Rewrite the part of the rows that opens with the line containing "one marker per instance, written like [91,127]" and runs through the last row, substituting "thin branch" for "small branch" and keeping everything else the same.

[Start of Provided records]

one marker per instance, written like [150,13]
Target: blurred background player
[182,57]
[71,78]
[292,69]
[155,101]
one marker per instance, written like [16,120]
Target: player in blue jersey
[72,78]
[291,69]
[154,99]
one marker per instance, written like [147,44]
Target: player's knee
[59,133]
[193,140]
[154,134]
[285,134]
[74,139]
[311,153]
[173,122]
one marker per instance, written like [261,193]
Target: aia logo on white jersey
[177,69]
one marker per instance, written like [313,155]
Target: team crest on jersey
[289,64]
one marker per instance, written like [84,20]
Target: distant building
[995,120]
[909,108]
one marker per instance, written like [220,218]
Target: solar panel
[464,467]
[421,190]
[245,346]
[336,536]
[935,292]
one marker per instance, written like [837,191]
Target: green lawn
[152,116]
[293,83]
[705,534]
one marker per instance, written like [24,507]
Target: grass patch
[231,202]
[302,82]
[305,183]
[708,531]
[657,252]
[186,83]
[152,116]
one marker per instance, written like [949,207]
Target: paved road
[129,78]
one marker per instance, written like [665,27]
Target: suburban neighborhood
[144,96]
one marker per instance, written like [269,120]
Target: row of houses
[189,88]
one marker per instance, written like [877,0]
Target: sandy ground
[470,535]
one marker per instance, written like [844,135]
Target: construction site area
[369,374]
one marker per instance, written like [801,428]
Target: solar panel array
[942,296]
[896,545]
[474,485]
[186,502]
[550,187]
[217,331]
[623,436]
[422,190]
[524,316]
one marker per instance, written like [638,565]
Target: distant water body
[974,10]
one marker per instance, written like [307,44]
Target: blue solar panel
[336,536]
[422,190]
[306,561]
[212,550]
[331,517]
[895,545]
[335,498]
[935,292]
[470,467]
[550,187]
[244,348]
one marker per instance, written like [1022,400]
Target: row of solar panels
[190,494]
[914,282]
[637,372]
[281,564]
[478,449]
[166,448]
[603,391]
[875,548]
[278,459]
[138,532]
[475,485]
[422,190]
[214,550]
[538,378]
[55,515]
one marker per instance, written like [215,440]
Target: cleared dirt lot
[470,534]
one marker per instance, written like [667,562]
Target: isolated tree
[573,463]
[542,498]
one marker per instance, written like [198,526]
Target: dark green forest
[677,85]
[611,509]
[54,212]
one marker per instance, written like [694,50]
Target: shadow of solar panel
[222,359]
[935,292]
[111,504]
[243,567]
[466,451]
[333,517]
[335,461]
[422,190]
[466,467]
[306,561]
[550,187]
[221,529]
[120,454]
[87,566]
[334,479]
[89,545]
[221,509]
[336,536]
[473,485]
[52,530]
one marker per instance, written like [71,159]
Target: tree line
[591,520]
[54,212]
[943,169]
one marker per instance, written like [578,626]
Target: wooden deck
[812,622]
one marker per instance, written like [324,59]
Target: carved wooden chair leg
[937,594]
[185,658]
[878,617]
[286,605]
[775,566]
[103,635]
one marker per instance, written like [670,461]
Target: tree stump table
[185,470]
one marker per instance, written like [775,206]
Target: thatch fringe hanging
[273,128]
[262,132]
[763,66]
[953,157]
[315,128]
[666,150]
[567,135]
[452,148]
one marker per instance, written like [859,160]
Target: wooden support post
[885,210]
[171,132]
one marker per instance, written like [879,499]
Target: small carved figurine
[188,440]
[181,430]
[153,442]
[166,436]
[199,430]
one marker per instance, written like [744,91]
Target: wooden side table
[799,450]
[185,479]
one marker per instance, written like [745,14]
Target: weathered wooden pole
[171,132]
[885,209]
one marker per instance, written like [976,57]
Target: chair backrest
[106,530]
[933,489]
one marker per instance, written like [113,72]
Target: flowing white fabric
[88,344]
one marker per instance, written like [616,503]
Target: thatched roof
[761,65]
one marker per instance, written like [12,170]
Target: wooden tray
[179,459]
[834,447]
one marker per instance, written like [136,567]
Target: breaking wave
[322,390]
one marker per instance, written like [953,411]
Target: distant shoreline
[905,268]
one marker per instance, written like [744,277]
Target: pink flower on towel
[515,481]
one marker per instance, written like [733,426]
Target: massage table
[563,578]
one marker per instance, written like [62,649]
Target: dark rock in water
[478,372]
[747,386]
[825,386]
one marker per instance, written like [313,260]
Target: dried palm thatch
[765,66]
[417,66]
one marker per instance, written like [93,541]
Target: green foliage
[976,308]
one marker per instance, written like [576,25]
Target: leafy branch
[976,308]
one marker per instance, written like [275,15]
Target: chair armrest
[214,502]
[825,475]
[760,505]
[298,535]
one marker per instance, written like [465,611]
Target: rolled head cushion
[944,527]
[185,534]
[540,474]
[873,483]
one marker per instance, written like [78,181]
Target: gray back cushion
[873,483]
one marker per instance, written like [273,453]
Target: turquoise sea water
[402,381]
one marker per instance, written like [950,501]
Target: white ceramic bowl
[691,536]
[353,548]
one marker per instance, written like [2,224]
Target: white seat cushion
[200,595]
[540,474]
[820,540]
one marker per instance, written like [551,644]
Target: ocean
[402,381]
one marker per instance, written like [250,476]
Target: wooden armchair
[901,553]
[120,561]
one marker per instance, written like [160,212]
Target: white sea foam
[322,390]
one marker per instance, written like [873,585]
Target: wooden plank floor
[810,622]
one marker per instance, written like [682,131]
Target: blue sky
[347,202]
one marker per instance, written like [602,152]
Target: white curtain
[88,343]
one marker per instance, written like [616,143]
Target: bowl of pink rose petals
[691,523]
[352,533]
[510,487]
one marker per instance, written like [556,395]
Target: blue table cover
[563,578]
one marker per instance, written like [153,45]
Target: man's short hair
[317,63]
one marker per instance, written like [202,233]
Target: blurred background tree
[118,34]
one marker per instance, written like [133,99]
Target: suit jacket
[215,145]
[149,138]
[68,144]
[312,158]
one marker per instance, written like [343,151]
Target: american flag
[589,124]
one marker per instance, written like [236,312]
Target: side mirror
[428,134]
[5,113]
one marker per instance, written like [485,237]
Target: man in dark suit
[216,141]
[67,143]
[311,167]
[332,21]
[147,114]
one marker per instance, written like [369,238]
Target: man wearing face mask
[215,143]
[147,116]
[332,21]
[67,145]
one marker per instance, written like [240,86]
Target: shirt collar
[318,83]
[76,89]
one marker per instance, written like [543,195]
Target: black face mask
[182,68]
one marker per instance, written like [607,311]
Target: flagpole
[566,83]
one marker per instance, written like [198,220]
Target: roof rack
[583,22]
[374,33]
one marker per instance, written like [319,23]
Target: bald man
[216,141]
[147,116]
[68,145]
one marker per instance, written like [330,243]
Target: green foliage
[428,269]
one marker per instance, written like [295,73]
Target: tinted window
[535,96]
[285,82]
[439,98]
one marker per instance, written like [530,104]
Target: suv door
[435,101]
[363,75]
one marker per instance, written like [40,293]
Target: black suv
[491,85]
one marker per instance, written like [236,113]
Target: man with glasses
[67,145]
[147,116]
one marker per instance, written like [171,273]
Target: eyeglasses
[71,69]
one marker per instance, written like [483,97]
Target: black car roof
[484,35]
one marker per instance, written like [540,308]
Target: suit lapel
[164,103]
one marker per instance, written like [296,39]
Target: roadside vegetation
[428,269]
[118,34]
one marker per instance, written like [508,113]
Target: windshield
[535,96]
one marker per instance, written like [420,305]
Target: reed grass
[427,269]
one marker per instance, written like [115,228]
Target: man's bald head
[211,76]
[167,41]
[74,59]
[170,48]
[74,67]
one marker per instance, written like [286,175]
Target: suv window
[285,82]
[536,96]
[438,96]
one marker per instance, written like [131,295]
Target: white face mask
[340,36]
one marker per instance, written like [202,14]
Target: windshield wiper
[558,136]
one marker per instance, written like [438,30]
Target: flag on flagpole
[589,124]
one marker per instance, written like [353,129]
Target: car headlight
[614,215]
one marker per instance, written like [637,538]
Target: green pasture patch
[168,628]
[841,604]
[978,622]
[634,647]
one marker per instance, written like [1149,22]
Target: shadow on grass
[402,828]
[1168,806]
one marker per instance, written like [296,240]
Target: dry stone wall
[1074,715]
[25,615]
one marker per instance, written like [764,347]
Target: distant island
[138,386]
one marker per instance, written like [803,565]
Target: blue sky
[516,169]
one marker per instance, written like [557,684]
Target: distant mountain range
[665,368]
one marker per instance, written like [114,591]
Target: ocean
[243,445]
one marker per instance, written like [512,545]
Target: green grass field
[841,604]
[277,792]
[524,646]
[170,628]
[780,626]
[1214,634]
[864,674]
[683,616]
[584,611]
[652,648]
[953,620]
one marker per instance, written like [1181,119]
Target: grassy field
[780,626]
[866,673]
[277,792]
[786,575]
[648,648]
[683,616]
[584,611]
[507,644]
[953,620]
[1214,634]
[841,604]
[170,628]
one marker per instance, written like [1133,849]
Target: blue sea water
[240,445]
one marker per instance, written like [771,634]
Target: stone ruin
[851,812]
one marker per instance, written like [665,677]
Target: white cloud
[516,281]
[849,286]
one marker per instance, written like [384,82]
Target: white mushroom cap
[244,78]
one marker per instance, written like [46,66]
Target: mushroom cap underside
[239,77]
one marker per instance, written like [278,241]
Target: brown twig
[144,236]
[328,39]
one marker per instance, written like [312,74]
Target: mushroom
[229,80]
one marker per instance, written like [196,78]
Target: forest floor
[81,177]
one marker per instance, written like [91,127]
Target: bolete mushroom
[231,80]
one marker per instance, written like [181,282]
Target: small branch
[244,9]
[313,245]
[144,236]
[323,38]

[End of Provided records]

== The solution ==
one marker per instance, written like [91,127]
Target: bolete mushroom
[231,80]
one marker per instance, written like [181,282]
Target: thin branch
[244,9]
[313,245]
[144,236]
[323,38]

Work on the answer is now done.